Set exercise: In the rows below, starting at the one containing "Dataset class: large" and ending at the last row, swap "pendant" for "hanging" and reproduce those rows with nothing else changed.

**** Given records ****

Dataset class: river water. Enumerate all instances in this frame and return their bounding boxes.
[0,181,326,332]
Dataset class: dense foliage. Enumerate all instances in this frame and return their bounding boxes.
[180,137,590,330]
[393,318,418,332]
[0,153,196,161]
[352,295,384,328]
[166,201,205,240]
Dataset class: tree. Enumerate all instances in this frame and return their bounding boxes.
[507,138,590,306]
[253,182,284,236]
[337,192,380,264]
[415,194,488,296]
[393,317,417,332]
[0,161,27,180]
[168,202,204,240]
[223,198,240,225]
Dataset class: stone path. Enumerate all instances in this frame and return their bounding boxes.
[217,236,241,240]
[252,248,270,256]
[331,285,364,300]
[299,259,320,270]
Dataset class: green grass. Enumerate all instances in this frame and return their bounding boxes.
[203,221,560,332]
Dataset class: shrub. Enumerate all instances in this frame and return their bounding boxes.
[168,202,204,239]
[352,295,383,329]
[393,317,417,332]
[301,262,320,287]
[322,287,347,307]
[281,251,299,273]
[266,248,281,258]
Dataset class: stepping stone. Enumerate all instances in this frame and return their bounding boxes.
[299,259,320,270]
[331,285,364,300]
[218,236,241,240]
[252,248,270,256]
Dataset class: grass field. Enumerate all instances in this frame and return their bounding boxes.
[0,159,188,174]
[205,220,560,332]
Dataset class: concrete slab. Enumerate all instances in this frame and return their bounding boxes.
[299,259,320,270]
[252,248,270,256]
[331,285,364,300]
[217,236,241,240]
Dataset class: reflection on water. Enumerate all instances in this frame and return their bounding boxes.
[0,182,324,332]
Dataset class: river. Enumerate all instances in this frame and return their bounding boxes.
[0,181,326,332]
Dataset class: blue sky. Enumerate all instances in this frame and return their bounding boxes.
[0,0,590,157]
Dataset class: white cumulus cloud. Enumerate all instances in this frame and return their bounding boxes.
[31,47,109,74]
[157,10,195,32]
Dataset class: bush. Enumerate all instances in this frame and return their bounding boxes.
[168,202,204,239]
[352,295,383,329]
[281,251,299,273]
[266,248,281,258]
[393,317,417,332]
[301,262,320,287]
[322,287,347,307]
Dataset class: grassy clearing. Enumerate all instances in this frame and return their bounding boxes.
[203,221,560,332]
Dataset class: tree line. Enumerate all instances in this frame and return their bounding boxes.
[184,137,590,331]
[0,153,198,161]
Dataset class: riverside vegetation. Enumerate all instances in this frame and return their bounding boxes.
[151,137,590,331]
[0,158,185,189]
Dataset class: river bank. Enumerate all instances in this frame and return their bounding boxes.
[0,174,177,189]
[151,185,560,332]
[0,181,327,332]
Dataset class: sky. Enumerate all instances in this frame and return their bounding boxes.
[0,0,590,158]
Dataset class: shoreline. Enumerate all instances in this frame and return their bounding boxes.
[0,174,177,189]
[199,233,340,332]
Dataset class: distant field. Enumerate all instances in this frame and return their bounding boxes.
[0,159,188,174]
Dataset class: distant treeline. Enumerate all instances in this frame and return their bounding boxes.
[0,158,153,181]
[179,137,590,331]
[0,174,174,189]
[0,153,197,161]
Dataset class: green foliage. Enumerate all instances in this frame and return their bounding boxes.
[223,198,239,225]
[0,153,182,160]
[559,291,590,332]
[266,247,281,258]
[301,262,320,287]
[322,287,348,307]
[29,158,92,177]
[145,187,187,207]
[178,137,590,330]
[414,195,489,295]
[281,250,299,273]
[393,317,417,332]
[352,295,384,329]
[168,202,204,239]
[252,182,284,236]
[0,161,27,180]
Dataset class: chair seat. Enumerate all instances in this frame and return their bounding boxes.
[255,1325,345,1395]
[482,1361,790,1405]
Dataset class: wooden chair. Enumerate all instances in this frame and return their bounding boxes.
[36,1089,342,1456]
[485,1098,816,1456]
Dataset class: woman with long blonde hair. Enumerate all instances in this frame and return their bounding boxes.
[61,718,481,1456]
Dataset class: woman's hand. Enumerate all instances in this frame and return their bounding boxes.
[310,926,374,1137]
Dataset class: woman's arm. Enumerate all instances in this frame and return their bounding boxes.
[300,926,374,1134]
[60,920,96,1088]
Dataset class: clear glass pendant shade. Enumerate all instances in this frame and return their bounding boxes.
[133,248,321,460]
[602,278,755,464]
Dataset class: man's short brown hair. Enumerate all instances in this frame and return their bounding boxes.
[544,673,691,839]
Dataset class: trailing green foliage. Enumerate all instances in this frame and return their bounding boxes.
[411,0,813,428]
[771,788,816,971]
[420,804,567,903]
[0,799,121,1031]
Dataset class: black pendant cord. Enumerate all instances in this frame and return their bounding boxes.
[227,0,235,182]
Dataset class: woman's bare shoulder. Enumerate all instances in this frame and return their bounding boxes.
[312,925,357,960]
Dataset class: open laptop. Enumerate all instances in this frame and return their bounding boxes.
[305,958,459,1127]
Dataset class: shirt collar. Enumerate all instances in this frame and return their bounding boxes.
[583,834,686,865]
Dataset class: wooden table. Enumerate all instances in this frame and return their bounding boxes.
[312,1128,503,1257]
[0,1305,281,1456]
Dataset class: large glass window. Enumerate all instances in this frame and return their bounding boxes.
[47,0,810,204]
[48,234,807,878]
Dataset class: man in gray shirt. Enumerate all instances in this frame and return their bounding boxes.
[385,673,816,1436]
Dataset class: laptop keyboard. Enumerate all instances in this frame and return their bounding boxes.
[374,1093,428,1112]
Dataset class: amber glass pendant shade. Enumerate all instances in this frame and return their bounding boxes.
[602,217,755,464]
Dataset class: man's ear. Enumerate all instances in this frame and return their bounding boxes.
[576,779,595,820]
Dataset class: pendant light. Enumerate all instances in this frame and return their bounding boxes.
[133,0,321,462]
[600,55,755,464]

****

Right answer:
Dataset class: large glass window. Enumerate all instances in this frame and return their bounding boxes.
[47,0,810,204]
[48,234,807,878]
Dataset class: man in gray shirt. Enumerate all instances in this frame and return their bounding boxes.
[385,673,816,1436]
Dataset class: laptop keyboard. Enumerate all instances in this frame and return their bounding boxes.
[374,1093,428,1112]
Dataset class: amber glass hanging shade. Enumerate all instances in this frame and return their bounding boxes.
[602,217,755,464]
Dataset class: man's ear. Enumerate all instances in this frame and return their bounding boxes.
[576,779,595,820]
Dataset class: hanging light. Enumerate all instances in this frame and return their bounding boxes.
[133,0,321,462]
[600,55,755,464]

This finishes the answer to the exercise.